* WHAT TO DO: Reproduce all of the following material word for word, without any alteration.

* DATA FOR THE TASK:

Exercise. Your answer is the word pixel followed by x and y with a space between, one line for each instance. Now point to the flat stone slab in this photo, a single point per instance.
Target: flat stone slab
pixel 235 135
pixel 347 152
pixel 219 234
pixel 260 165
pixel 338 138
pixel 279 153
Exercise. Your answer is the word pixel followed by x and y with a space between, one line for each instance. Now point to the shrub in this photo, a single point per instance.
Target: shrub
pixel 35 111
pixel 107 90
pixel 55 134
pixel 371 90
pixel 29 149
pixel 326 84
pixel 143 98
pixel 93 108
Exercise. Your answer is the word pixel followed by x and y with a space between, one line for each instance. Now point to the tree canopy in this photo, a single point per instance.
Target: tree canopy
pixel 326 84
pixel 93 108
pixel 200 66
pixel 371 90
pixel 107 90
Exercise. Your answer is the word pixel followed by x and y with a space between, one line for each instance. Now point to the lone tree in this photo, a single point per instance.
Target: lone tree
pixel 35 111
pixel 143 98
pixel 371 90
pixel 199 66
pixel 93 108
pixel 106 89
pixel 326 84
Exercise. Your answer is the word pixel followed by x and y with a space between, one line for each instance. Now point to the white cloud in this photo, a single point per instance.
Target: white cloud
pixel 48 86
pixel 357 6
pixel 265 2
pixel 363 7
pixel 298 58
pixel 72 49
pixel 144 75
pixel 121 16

* EXERCISE RESPONSE:
Exercise. Your answer is the word pixel followed by x and y with a space between, one line for each instance. Now point to the flat stone slab in this photo, a single point per instance.
Target: flat stone slab
pixel 235 135
pixel 347 152
pixel 219 234
pixel 260 165
pixel 338 138
pixel 279 153
Exercise. Your answer is the word pixel followed by x and y with a space between, one line for each instance. Now point to the shrub in this photo, a single point per instance.
Target: shrub
pixel 35 111
pixel 107 90
pixel 55 134
pixel 371 90
pixel 29 149
pixel 326 84
pixel 143 98
pixel 93 108
Exercise. Your answer is the word pixel followed by x and y with a space between, one line for each instance. Now point to the tree canopy in this photo, a single point per instance.
Target: tree canopy
pixel 326 84
pixel 93 108
pixel 200 66
pixel 371 90
pixel 107 90
Exercise. Your answer is the word pixel followed by x and y with a space between, one line for each instance. Now point to the lone tree in this photo, a single point per instance.
Target: lone tree
pixel 35 111
pixel 143 98
pixel 371 90
pixel 199 66
pixel 93 108
pixel 106 89
pixel 326 84
Exercise. Your answer is the word pixel followed by x and y with a space between, one line for each instance. Now point to the white cloud in this photo, a single point per instance.
Target: white cloud
pixel 48 86
pixel 357 6
pixel 265 2
pixel 363 7
pixel 298 58
pixel 72 49
pixel 144 75
pixel 121 16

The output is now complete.